◆ Instructions for the task ◆
In the JobSeeker passage below, explain why the government's new employer hotline matters to JobSeeker recipients. Use one to three sentences.

◆ Text passage ◆
=-=-=-=-=

After heated criticism from several quarters, the federal government last month announced a meagre rise in the JobSeeker payment for people looking for work. But at just $25 more a week, the subsidy remains the second-lowest in the OECD.
The government also announced a hotline for employers to “dob in” unemployed people who reject “suitable work”. These reports will contribute evidence that may be used to reduce or stop payments to JobSeeker recipients.
As many have observed, it is a policy with all-too-familiar resonances. A pallet of punitive and stigmatising measures have been rolled out in liberal economies worldwide over the past 40 years. These include drug testing, cashless welfare cards, mandatory job training and a variety of “mutual obligation” requirements.
As many academics have argued, these measures have done much to inflict misery, and little to create jobs or foster a genuine sense of mutuality. They have also propped up the myth that individuals are overwhelmingly responsible for their own wagelessness, regardless of wider labour market conditions.
Has it always been this way?
A long history of coercing people into work
The idea that it is desirable to use the law to coerce people into employment relationships they do not wish to be in has a long history around the world.
To understand it, we need to look to the origins of both labour law and welfare law. The English parliament passed the 1351 Statute of Labourers in the wake of another plague – the Black Death. It required any able-bodied person below the age of 60 to accept any offer of work.
The Old Poor Laws, introduced some 250 years later, were a landmark in the early history of welfare provision. They granted parishes the power to offer support to able-bodied people on the condition they could demonstrate they were “deserving”: that is, neither idle, dissolute, lazy, of poor character nor prone to vice. Together, these feudal and early modern laws reflected and encoded the practice of scrutinising the “unwillingness” of the wageless to work.

=-=-=-=-=

◆ Stored data ◆
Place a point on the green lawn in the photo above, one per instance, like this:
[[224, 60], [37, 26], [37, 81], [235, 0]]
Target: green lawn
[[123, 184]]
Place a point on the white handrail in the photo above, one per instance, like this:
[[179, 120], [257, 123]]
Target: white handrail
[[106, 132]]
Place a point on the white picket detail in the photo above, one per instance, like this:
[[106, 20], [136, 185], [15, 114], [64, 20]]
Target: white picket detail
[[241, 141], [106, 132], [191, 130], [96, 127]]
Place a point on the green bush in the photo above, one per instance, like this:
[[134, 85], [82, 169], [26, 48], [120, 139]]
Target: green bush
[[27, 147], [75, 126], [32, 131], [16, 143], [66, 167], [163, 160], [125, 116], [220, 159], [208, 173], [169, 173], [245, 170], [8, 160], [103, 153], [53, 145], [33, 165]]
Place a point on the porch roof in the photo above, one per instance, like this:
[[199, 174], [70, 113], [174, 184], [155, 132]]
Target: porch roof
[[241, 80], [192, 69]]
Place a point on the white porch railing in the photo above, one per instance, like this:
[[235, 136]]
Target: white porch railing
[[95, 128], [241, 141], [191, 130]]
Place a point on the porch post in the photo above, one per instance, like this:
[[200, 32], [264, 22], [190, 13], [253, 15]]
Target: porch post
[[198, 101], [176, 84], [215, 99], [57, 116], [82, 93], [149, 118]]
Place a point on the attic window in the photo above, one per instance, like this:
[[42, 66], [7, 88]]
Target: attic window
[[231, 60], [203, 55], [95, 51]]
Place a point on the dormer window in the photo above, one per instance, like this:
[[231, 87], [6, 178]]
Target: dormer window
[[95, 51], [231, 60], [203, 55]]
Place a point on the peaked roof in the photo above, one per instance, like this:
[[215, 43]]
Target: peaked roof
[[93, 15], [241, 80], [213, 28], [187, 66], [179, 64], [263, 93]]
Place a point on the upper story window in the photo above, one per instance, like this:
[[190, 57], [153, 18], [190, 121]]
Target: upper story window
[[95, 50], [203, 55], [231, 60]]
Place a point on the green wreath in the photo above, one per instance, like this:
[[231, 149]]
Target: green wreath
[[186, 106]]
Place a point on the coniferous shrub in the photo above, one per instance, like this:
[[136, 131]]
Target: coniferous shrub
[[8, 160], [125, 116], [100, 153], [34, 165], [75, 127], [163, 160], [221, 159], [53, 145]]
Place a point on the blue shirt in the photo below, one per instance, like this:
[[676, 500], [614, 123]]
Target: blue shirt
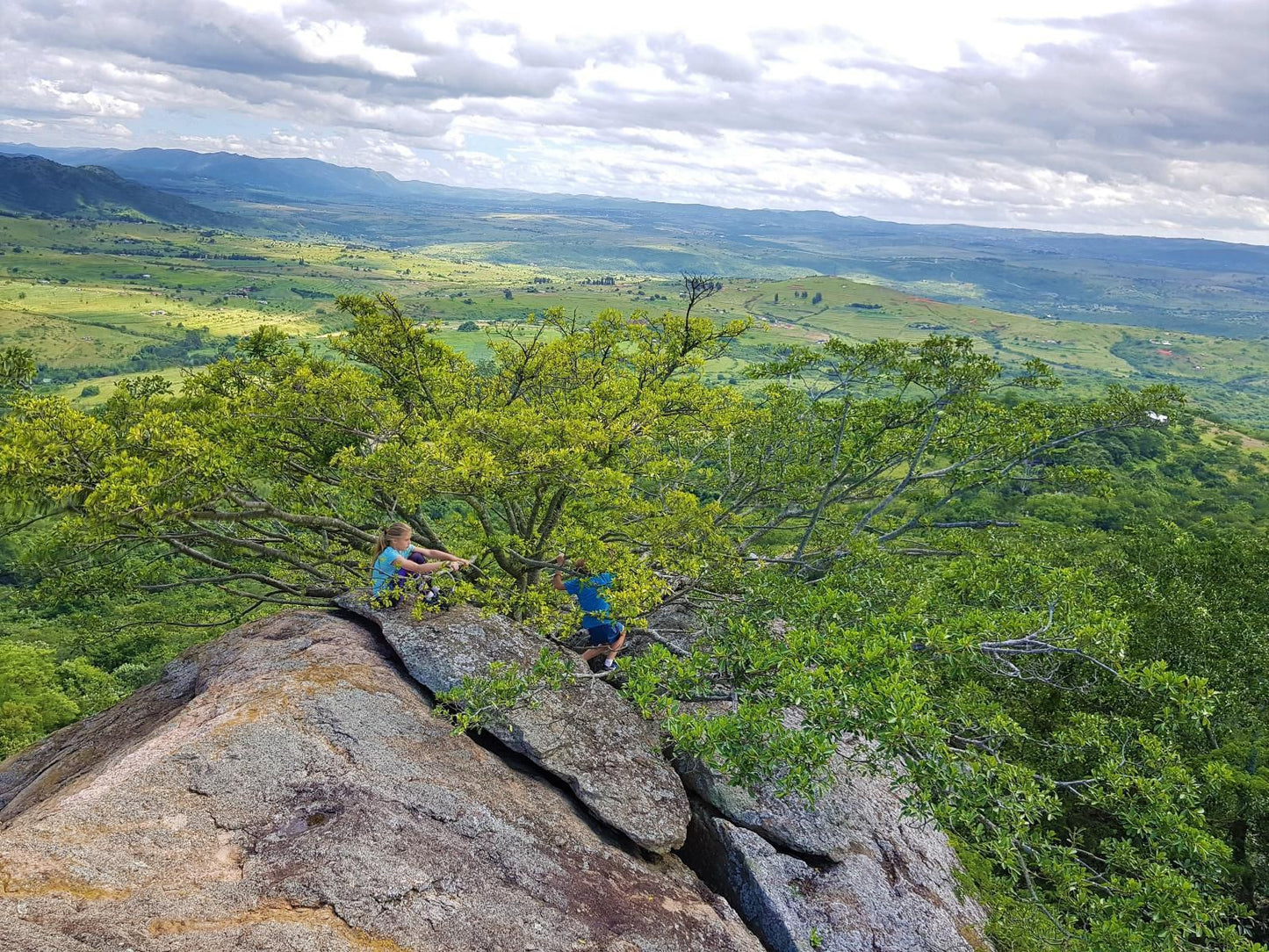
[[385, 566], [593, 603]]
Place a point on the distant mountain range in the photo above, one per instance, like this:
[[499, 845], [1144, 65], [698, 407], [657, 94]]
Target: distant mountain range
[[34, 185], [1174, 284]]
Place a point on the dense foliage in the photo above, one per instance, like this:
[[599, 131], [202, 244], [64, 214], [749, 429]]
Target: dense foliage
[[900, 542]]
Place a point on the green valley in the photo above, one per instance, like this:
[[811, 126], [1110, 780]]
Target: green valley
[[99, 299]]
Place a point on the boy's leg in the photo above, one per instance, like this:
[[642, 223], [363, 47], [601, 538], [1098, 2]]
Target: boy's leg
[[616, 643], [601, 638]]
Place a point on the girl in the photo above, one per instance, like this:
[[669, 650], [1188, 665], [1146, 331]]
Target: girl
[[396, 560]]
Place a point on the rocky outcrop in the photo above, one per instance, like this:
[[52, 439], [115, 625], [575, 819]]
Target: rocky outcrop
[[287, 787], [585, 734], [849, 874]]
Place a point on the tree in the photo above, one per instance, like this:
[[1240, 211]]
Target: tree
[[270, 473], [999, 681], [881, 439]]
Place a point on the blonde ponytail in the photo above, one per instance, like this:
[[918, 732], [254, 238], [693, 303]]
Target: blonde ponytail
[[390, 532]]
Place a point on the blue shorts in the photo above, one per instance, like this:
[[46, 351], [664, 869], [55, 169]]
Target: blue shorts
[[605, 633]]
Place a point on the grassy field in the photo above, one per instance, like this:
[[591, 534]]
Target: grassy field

=-=-=-=-=

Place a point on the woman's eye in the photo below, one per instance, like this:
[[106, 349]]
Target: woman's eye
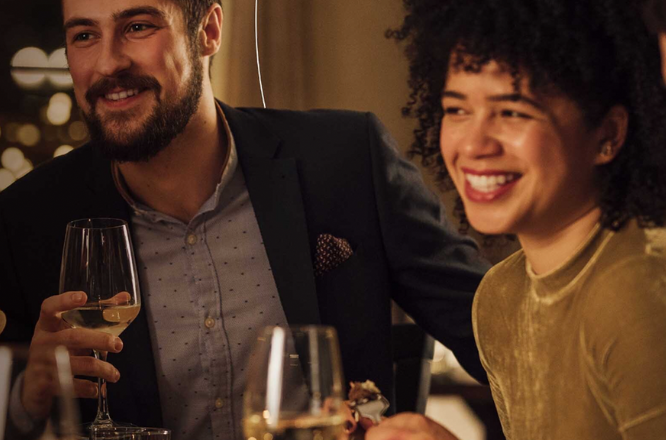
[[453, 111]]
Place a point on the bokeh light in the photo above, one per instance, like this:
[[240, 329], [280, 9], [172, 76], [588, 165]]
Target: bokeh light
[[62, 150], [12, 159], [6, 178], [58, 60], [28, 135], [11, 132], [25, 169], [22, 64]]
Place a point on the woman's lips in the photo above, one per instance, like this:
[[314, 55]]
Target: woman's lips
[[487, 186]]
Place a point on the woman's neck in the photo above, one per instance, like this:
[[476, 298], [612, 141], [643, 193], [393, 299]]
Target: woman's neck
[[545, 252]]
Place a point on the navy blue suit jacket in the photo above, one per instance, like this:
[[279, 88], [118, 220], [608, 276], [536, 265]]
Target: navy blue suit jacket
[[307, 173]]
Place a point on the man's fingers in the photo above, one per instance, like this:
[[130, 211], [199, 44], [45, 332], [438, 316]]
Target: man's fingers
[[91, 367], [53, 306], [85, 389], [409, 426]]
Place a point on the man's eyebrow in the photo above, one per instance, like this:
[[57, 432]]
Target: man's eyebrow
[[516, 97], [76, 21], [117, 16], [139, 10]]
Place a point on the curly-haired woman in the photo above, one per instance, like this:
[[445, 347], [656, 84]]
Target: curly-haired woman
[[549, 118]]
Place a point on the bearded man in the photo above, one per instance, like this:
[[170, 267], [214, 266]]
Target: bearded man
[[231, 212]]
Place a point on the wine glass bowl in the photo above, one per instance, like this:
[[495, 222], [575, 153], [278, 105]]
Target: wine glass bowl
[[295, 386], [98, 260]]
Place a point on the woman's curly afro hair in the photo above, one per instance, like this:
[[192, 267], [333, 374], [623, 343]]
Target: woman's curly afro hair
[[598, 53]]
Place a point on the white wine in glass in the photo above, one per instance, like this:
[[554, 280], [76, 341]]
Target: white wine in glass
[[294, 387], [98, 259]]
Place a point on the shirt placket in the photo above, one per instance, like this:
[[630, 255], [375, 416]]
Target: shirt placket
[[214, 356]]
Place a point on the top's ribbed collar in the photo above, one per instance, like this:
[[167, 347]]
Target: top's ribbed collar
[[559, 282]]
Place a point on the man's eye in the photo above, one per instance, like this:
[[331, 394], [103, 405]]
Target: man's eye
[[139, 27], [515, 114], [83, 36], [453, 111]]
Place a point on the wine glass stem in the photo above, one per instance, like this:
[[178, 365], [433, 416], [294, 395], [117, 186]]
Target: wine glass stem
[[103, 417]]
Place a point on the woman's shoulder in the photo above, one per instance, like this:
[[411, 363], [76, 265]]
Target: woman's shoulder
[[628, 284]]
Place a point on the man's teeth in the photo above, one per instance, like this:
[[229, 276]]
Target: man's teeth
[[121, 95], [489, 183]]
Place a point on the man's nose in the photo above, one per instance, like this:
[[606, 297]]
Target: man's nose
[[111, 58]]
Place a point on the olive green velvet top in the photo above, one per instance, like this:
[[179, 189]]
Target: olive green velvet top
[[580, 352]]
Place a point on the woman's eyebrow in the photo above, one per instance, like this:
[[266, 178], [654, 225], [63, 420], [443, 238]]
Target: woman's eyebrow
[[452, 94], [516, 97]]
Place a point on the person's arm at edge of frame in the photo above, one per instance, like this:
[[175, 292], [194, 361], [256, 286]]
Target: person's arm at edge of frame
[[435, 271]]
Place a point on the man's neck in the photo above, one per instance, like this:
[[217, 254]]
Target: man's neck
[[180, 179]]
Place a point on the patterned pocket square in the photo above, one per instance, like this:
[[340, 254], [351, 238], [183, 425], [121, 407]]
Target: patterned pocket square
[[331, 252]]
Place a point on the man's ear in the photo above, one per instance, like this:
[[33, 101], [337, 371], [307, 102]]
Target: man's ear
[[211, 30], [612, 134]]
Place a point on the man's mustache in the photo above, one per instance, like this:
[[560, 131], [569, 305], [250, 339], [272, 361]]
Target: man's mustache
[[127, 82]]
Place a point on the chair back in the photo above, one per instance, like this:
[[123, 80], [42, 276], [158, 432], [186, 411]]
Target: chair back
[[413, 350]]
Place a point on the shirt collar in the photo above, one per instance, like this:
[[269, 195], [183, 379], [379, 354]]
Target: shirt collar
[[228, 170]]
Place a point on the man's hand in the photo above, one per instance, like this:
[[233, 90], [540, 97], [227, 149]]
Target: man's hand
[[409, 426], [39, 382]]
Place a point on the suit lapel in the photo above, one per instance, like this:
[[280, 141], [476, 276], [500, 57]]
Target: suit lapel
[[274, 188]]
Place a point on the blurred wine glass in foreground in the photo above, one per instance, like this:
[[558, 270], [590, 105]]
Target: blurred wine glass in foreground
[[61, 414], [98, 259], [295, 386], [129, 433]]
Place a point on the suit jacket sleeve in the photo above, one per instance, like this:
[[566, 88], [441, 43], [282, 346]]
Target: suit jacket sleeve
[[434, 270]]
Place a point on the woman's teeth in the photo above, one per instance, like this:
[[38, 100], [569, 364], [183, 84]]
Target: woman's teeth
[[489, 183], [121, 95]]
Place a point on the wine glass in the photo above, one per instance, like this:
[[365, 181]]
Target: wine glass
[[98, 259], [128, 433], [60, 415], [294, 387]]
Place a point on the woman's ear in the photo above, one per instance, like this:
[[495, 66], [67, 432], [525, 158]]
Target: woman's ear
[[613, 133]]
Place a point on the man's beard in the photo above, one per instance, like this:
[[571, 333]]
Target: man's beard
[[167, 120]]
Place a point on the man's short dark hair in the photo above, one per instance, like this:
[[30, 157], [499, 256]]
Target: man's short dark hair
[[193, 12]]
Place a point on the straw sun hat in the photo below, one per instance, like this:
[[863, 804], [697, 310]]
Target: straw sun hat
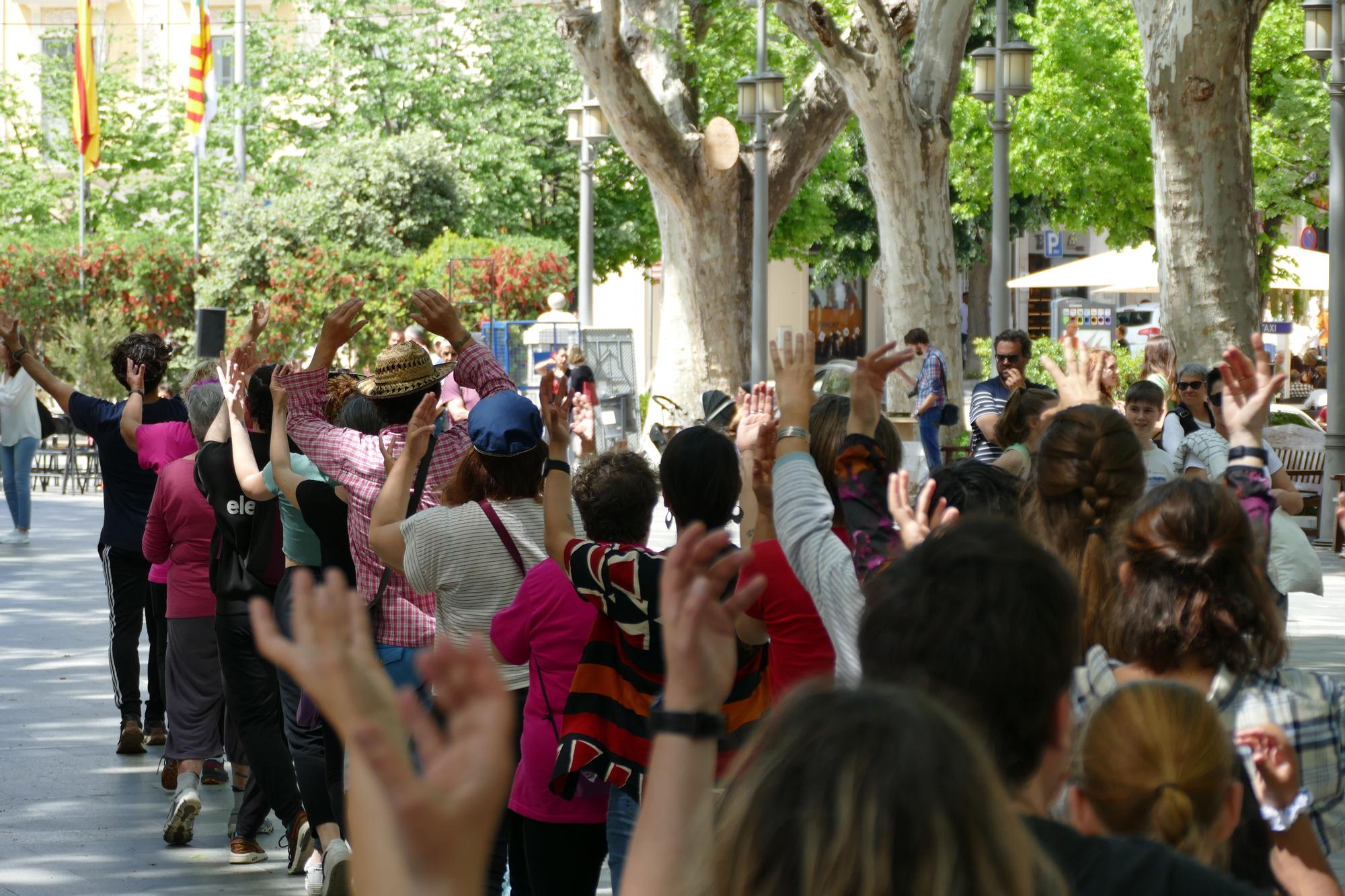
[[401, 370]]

=-=-=-=-=

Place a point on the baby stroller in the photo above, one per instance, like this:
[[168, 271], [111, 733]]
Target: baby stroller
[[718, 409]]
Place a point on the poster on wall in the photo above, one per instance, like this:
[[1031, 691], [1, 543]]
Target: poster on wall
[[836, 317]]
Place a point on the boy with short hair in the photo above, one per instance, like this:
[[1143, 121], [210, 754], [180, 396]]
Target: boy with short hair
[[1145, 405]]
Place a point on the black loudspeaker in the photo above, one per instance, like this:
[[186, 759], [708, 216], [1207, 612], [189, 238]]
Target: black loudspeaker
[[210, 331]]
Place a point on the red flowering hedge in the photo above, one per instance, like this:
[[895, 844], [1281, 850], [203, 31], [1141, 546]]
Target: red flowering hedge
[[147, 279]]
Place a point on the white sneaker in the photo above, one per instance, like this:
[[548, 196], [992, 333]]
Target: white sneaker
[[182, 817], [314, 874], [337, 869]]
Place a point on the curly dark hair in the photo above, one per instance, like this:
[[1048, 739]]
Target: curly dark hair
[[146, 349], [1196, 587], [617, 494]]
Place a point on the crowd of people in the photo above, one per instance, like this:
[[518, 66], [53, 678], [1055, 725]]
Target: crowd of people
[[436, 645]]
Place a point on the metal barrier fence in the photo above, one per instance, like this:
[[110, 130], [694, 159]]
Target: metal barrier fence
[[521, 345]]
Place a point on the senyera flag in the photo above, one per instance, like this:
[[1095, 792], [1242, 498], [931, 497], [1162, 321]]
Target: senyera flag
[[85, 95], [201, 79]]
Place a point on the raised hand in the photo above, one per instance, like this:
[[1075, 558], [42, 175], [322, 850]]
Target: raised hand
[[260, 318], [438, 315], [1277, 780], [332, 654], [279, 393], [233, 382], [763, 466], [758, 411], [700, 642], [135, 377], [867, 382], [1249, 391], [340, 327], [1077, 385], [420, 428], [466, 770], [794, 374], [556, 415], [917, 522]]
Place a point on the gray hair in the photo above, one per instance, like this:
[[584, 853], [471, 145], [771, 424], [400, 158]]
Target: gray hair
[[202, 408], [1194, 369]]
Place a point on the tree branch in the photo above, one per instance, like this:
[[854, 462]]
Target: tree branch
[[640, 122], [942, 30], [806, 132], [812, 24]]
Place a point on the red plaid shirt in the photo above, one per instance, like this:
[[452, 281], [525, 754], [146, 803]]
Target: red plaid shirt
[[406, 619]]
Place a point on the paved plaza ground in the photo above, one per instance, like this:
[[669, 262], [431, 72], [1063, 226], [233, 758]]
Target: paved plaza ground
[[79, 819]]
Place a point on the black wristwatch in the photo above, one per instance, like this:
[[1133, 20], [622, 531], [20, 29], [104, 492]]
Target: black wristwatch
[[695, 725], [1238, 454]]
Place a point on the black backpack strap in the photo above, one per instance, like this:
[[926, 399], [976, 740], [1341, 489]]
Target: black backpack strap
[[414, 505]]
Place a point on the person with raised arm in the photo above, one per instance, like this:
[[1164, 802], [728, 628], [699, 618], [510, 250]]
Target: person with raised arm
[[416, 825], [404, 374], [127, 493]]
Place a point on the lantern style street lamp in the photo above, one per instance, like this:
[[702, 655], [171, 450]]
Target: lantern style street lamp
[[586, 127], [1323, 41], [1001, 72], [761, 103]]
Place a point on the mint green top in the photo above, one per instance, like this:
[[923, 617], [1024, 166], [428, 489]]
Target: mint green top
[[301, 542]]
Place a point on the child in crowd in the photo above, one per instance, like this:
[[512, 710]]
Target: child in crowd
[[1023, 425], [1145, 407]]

=-=-=-=-=

◆ Answer to the problem ◆
The hotline lets employers report unemployed people who reject "suitable work." Those reports will contribute evidence that may be used to reduce or stop the recipients' JobSeeker payments.